» TASK INPUTS:
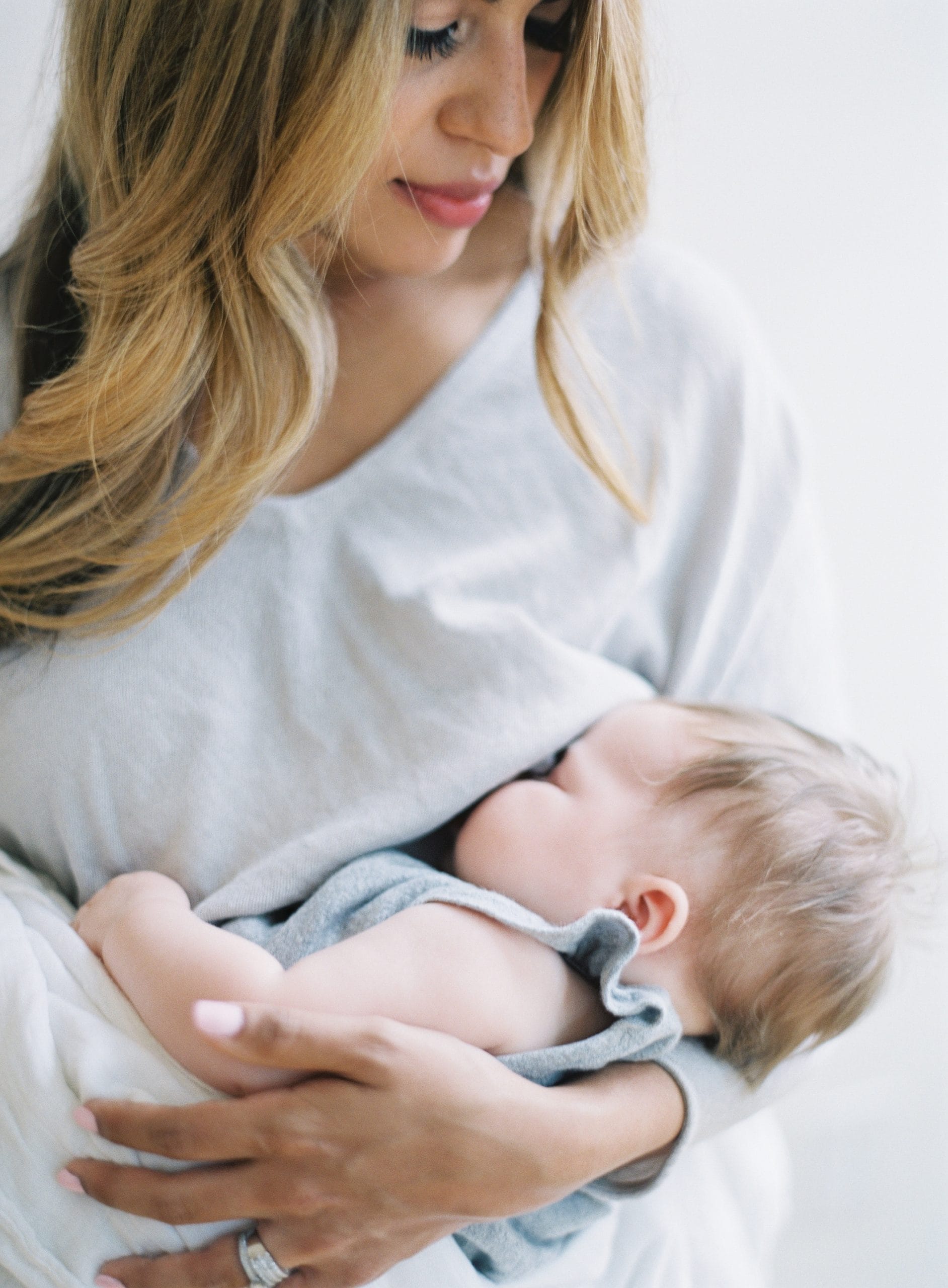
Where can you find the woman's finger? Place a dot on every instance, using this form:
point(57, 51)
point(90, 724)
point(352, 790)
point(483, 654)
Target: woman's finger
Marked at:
point(235, 1192)
point(357, 1048)
point(319, 1255)
point(212, 1131)
point(214, 1266)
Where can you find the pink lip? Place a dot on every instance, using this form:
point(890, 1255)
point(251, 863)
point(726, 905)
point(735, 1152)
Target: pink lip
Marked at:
point(452, 205)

» YOUR TASK:
Retype exactly, please, only the lines of the entries that run from the one containing "point(726, 905)" to the last.

» ANSWER TO THIS PROBLEM:
point(726, 905)
point(735, 1152)
Target: pink lip
Marked at:
point(452, 205)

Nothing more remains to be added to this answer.